- **Given text**:
P
US9055374B2ActiveUtilityPatentIndex 64

Method and system for determining an auditory pattern of an audio segment

Assignee: KRISHNAMOORTHI HARISHPriority: Jun 24, 2009Filed: Jun 24, 2010Granted: Jun 9, 2015
Est. expiryJun 24, 2029(~3 yrs left)· nominal 20-yr term from priority
Inventors:KRISHNAMOORTHI HARISHSPANIAS ANDREASBERISHA VISAR
H04R 29/00
64
PatentIndex Score
4
Cited by
53
References
22
Claims

Abstract

A method and apparatus for determining an auditory pattern associated with an audio segment. An average intensity at each of a first plurality of detector locations on an auditory scale based at least in part on a first plurality of frequency components that describe a signal is determined. A plurality of tonal bands in the audio segment, wherein each tonal band comprises a particular range of detector locations of the first plurality of detector locations is determined. Corresponding strongest frequency components in the tonal bands are determined. A plurality of non-tonal bands is determined, and each non-tonal band is subdivided into multiple sub-bands. Corresponding combined frequency components that are representative of a combined sum of intensities of the first plurality of frequency components that is in a corresponding sub-band are determined. An auditory based on the corresponding strongest frequency components and the corresponding combined frequency components is determined.

- **Provided data**:
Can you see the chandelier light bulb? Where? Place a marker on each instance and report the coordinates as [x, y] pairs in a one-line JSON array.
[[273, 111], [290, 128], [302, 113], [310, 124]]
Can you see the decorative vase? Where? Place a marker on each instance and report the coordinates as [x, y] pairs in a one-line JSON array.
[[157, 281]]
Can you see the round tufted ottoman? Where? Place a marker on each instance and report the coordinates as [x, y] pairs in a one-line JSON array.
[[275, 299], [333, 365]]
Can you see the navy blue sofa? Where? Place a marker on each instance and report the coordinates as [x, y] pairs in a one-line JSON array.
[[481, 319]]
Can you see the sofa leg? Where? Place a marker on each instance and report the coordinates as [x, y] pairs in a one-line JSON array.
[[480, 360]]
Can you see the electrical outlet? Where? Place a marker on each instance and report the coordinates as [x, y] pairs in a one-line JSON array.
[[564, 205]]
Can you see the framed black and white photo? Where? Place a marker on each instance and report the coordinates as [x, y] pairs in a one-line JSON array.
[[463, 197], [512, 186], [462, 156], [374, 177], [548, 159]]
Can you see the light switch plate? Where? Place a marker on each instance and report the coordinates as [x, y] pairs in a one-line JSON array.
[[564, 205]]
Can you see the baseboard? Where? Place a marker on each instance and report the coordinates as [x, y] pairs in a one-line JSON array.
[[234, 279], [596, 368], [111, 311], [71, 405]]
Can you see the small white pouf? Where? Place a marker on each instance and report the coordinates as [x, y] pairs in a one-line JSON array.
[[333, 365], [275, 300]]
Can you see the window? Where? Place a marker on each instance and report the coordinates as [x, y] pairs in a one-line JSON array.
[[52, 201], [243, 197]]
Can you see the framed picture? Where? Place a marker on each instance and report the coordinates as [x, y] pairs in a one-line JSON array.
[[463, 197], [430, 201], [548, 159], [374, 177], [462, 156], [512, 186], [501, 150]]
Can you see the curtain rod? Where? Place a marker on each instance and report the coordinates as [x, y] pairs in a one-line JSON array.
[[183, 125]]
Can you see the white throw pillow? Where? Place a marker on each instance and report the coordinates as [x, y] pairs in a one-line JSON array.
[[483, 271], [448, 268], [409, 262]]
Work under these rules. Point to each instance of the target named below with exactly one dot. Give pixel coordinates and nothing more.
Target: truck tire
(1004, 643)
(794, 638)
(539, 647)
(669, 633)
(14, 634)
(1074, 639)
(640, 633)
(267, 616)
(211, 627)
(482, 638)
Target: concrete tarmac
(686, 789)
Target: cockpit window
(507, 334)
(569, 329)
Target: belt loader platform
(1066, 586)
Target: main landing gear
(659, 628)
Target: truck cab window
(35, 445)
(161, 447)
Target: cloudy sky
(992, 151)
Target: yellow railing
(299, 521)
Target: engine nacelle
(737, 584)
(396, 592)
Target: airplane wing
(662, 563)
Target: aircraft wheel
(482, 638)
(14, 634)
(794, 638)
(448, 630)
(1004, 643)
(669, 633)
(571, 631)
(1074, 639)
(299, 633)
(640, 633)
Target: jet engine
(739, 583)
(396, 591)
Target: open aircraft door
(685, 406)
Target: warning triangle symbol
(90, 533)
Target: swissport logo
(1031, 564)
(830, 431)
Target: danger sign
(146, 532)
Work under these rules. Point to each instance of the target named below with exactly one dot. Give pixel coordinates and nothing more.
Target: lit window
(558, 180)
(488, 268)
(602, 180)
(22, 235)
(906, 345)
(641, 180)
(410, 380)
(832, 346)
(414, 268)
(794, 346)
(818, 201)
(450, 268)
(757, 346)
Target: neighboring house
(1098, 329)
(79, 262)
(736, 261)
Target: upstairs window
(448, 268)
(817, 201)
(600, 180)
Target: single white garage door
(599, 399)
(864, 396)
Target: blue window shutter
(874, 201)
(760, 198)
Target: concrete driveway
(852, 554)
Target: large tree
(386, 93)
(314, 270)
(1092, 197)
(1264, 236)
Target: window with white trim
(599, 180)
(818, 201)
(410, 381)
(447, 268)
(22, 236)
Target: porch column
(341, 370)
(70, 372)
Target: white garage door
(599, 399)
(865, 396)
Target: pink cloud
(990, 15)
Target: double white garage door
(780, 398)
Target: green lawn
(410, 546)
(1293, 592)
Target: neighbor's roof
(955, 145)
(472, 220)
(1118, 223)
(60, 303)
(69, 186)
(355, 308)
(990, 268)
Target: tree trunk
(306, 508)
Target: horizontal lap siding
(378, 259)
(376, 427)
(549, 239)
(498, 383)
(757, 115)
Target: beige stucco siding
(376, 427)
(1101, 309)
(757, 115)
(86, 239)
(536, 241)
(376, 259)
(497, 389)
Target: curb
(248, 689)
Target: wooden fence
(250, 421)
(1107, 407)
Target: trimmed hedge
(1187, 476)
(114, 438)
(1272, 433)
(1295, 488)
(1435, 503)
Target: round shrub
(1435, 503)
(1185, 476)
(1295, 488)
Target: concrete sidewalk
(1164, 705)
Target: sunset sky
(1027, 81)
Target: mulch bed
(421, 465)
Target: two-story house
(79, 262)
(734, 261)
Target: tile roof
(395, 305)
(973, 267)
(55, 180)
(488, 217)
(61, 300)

- **What you will do**:
**a)** According to the patent listing, into what is each non-tonal band subdivided?
**b)** Does each statement agree with the patent listing? Answer yes or no for each and quote the words that decide it.
(i) The application was filed on Jun 24, 2010.
(ii) The weakest frequency components in the tonal bands are determined.
(iii) The estimated expiry rests on a nominal 20-year term counted from the filing date.

- **Task-by-task results**:
**a)** Multiple sub-bands.

**b)**
(i) Yes: "Filed: Jun 24, 2010"
(ii) No: "Corresponding strongest frequency components in the tonal bands are determined."
(iii) No: "nominal 20-yr term from priority"